=== DATA TO USE ===
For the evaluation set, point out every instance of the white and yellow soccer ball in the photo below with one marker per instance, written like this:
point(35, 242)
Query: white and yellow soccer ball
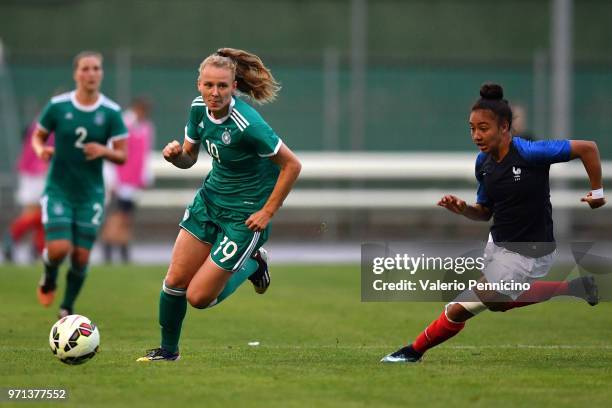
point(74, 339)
===
=== DATA TO USE ===
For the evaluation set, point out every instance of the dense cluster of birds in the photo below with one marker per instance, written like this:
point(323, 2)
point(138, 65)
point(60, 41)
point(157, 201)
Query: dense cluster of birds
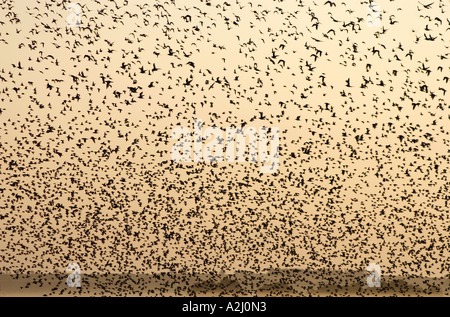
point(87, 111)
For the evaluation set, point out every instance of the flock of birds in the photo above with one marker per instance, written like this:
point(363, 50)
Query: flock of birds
===
Copy the material again from the line containing "For the evaluation set, point out every instance of the white" up to and including the line containing "point(74, 339)", shifting every coordinate in the answers by 109 and leaving out the pictures.

For the evaluation set, point out every instance of the white and yellow soccer ball in the photo below with one marker per instance, written like this:
point(35, 242)
Query: white and yellow soccer ball
point(183, 448)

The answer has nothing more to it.